_PROBLEM TO WORK ON_: Reproduce verbatim everything in the records below, from their start down to the line containing "left=25, top=56, right=40, bottom=61", both ends included.

## begin INPUT RECORDS

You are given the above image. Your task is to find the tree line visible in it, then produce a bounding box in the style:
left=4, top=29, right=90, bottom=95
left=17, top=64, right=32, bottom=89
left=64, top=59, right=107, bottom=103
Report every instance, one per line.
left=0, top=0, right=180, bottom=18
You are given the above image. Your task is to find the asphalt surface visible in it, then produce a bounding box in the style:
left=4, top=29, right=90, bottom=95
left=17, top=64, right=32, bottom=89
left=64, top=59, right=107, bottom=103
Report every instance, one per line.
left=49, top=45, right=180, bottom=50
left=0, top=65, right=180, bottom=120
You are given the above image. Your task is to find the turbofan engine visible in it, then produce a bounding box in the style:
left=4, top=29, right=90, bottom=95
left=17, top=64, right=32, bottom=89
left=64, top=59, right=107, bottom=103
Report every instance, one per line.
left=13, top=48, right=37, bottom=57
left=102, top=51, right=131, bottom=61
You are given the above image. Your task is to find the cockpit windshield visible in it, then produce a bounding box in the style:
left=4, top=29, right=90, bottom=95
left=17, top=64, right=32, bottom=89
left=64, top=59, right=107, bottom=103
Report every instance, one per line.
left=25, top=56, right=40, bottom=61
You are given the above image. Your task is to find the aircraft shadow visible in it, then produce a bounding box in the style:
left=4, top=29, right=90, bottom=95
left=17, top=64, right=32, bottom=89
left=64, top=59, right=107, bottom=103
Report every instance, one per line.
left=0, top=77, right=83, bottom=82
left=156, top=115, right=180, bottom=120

## end INPUT RECORDS

_EXPECTED ANSWER_:
You are given the above image. Your task is to find the tree line visible in it, then produce a bounding box in the style:
left=4, top=29, right=90, bottom=95
left=17, top=64, right=32, bottom=89
left=64, top=59, right=107, bottom=103
Report every instance, one per line.
left=0, top=0, right=180, bottom=18
You are given the above image. Your task is to find the asphalt surface visible in it, then produce a bounding box in the style:
left=4, top=29, right=90, bottom=95
left=17, top=64, right=32, bottom=89
left=64, top=59, right=107, bottom=103
Report every instance, one per line.
left=49, top=45, right=180, bottom=50
left=0, top=65, right=180, bottom=120
You are given the above image. Your task is to find the turbofan engine visible in it, then produce a bounding box in the style:
left=4, top=29, right=90, bottom=95
left=17, top=64, right=32, bottom=89
left=64, top=59, right=107, bottom=103
Report every instance, one per line.
left=13, top=48, right=37, bottom=57
left=102, top=51, right=131, bottom=61
You are given the above image. Your task is to find the cockpit windshield visible in it, then produce a bounding box in the style:
left=4, top=29, right=90, bottom=95
left=17, top=64, right=32, bottom=89
left=64, top=59, right=107, bottom=103
Report every instance, one per line.
left=25, top=56, right=40, bottom=61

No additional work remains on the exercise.